Data records |
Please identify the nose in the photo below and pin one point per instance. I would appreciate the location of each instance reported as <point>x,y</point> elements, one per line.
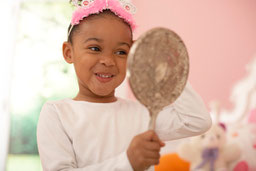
<point>107,60</point>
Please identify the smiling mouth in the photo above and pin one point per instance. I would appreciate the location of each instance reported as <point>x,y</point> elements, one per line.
<point>104,75</point>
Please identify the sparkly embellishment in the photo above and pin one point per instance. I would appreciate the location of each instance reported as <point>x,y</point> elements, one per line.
<point>127,8</point>
<point>85,3</point>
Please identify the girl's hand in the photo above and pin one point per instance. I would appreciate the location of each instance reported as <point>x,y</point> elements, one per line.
<point>144,150</point>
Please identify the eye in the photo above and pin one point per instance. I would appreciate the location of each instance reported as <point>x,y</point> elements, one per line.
<point>96,49</point>
<point>121,52</point>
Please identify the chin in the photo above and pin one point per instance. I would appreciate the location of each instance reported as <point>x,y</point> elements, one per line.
<point>104,93</point>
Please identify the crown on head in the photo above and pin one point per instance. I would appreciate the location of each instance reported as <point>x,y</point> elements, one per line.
<point>122,8</point>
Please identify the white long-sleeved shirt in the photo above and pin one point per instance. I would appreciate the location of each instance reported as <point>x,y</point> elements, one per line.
<point>85,136</point>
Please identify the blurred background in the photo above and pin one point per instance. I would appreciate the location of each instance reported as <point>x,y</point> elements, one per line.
<point>220,37</point>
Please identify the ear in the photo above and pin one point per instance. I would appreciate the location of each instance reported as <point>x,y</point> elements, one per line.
<point>67,51</point>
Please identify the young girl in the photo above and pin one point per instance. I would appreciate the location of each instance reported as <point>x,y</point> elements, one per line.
<point>97,131</point>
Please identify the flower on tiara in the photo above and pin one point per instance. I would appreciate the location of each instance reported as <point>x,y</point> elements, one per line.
<point>122,8</point>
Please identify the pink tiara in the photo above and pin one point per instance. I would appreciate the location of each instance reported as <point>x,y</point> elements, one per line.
<point>122,8</point>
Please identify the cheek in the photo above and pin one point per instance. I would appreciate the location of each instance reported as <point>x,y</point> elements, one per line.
<point>122,66</point>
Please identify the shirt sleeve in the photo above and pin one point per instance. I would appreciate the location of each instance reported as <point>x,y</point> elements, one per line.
<point>187,116</point>
<point>56,151</point>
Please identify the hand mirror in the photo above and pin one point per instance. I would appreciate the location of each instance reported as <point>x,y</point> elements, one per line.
<point>158,67</point>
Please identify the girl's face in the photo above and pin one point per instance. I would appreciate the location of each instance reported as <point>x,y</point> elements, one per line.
<point>99,54</point>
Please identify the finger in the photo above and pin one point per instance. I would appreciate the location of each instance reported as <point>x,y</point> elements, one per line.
<point>148,136</point>
<point>151,154</point>
<point>151,162</point>
<point>157,139</point>
<point>153,146</point>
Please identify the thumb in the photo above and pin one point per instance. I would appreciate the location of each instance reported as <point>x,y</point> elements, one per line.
<point>156,138</point>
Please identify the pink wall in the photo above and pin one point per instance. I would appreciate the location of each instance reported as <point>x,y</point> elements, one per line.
<point>220,37</point>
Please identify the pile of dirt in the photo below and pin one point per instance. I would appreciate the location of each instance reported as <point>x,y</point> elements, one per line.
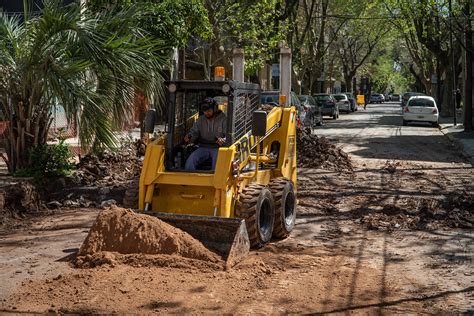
<point>319,152</point>
<point>455,211</point>
<point>18,201</point>
<point>122,231</point>
<point>110,168</point>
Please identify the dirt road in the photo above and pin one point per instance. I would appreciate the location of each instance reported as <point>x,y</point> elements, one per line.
<point>378,240</point>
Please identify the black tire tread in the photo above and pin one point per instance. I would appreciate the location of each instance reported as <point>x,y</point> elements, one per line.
<point>276,186</point>
<point>130,197</point>
<point>246,208</point>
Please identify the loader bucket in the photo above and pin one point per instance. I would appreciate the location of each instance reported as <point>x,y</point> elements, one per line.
<point>227,237</point>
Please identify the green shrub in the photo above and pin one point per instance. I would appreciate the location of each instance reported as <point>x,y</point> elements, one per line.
<point>48,161</point>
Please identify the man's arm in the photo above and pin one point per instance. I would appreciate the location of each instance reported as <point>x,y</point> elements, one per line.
<point>193,134</point>
<point>221,138</point>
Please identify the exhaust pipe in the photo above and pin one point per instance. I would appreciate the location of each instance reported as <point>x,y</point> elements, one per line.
<point>285,74</point>
<point>238,61</point>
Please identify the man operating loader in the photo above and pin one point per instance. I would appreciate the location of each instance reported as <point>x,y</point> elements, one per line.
<point>209,134</point>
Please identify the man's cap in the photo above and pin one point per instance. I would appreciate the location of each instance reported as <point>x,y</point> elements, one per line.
<point>207,104</point>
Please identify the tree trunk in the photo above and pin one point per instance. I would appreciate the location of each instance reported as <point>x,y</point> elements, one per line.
<point>26,131</point>
<point>448,96</point>
<point>348,81</point>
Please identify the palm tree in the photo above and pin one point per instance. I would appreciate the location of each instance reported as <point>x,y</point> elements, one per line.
<point>90,62</point>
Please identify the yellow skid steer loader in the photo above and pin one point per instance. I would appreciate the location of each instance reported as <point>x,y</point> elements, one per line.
<point>250,194</point>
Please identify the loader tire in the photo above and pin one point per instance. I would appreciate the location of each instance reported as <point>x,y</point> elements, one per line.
<point>257,207</point>
<point>130,198</point>
<point>285,207</point>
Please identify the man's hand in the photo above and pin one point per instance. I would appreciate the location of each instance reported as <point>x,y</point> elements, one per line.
<point>220,141</point>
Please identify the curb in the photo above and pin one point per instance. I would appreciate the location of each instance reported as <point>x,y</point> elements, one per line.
<point>457,144</point>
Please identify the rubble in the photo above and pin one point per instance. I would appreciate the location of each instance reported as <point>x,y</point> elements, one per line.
<point>110,168</point>
<point>318,152</point>
<point>17,201</point>
<point>455,211</point>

Problem description | The answer must be the full listing, exact in every line, with the pictures removed.

Answer below |
Please identify the nose in the photo below and pin one point per instance. I would appreciate the location of each instance reported as <point>x,y</point> elements, one per line.
<point>107,60</point>
Please identify the smiling mouth in the photo above and pin one point per instance. I would appreciate the location of each instance reported as <point>x,y</point> elements, one per line.
<point>104,75</point>
Please identify the sparkly embellishment in the photo above and pin one point per instance. I would appreciate the location of each instance reported as <point>x,y</point> elements, one per line.
<point>127,8</point>
<point>85,3</point>
Please identify the girl's hand in the photo above and pin one point per instance. I would appreciate the location of each instance reported as <point>x,y</point> elements, one per line.
<point>144,150</point>
Please identify the eye in the photo above and pin one point per instance. I would appreciate the location of each instance reported as <point>x,y</point> elements, one per line.
<point>96,49</point>
<point>121,52</point>
Please identify the chin in the photo above and pin one point per instance. I would appreciate the location of each instance reported as <point>x,y</point> elements, one per line.
<point>104,93</point>
Please identify the crown on head in the photo above and pin one point per instance. I would appreciate the location of each instance reported as <point>x,y</point> elements, one per line.
<point>122,8</point>
Please identify the white long-sleeved shirt in the photo above and pin one point per instance. I would appreciate the location of each instance reported as <point>x,y</point> elements, one per line.
<point>85,136</point>
Please identify the blurred background in the photo above and pin one point per instance. I would appreciate the location of each instance reported as <point>x,y</point> elements, one per line.
<point>220,37</point>
Please identify the ear in the photo above and pin one point per instance. I would appreciate the location of each instance reported as <point>x,y</point> elements, one per line.
<point>67,51</point>
Please identify the young girl in the photo above and pin one point per instance. I would appreciate the location of each instance reported as <point>x,y</point> elements, one per line.
<point>97,131</point>
Please identify the flower on tiara in the photo above and pin one point per instance. I would appreciate the location of each instance reported as <point>x,y</point> elements, one per line.
<point>122,8</point>
Please identify the pink tiara in the photo above and pin one point per instance. I would appreciate the location of each instance reported as <point>x,y</point> elements, one per line.
<point>122,8</point>
Please identify the cheek in the photo above and pin one point per instance. I would appreciate the location of each instance reported as <point>x,y</point> elements, one per line.
<point>122,66</point>
Please identify the shirt sleeve in the photo above and pin one point per instance. I would appreciate the location of each instance reported as <point>x,y</point> elements, one per line.
<point>187,116</point>
<point>56,151</point>
Please identify the hand mirror in the photo above and pin one point per instance. I would appreciate the location of each instance reported as <point>x,y</point> elements, one per line.
<point>158,67</point>
Please identify the girl's face in the photo above and pin one point per instance. I would appreciate the location of each instance reported as <point>x,y</point> elements, one per line.
<point>99,54</point>
Please identify the finger in the photo above and pin one point per instance. I would appreciate the location of each instance reported as <point>x,y</point> elements, one per line.
<point>148,136</point>
<point>151,154</point>
<point>151,162</point>
<point>157,139</point>
<point>153,146</point>
Please identify the thumb in the photo above and pin one point per instance. I would appreciate the location of each instance reported as <point>x,y</point> elements, one per line.
<point>156,138</point>
Please identify the pink wall in the photo above and pin one point per instance. I would appreciate the location of each instance reported as <point>x,y</point> elements, one per line.
<point>220,37</point>
Please identify the pile of dirt in the photo below and pin one point per instance. I would appreciate the location of each instance reported as <point>x,y</point> elements, one per line.
<point>319,152</point>
<point>455,211</point>
<point>18,201</point>
<point>122,231</point>
<point>110,168</point>
Please identify the dirt road in the photo above and pin one point per instance. I would appreciate the location of each instance reported as <point>x,y</point> elements, one per line.
<point>378,240</point>
Please identify the black tire tread in the photo above and pin one point per instance. I would appreciate the location of each instance reported as <point>x,y</point> elements, one per line.
<point>276,186</point>
<point>130,197</point>
<point>246,208</point>
Please identify the loader bucket in the photo above and pin one point per instance. I would appreciate the location of each instance reported as <point>x,y</point> elements, one per line.
<point>227,237</point>
Please identify the green shrub in the photo above and pin one point per instance. I would appreciate the location of each instance reported as <point>x,y</point> elements, one per line.
<point>48,161</point>
Please identify the man's arm in the photo above and pin one point per instance. I would appreciate the location of each instance reported as <point>x,y</point> elements, one per line.
<point>193,134</point>
<point>221,138</point>
Please identify the exhaust pipe in the photo above and pin one point per instance. I would appreciate the location of each instance reported as <point>x,y</point> elements, one per line.
<point>285,74</point>
<point>238,61</point>
Please identify the man operating loader in the photo above and pin one point per instance. I would appreciate the location of each instance reported as <point>x,y</point> elements, one per line.
<point>209,134</point>
Please identify the man's cap in the photo above and pin one point per instance. I would appreciate the location of each instance reported as <point>x,y</point> elements, one per line.
<point>207,104</point>
Please identify the tree trunk in the photo above and pin one point per instance. I would appreciate the location of each instance reported as <point>x,y</point> elements, one per line.
<point>26,131</point>
<point>448,96</point>
<point>348,81</point>
Please identify the palm tree in the photo above and pin one point per instance. I would appreciate the location of each instance reported as <point>x,y</point> elements, one per line.
<point>90,62</point>
Please identify the yellow skid steer loader in the photo above and pin one point per instance. I would appreciate the location of each instance reported as <point>x,y</point> elements, one per line.
<point>250,194</point>
Please identify the loader tire in the photo above and pin one point per instance. I would appreciate the location of each instance reported as <point>x,y</point> elements, one per line.
<point>257,207</point>
<point>130,198</point>
<point>285,207</point>
Please identify the man's hand in the photo above and pin one point per instance. I would appreciate the location of each instance reported as <point>x,y</point> elements, one per line.
<point>220,141</point>
Please identify the curb in the photo above and pin one point per instance. I would appreciate the location of each instance reported as <point>x,y</point> elements, one per line.
<point>457,144</point>
Please identify the rubble in the photo above and pin one point per instance. I would appreciate the location of each instance reported as <point>x,y</point> elements, one per line.
<point>110,168</point>
<point>318,152</point>
<point>17,201</point>
<point>455,211</point>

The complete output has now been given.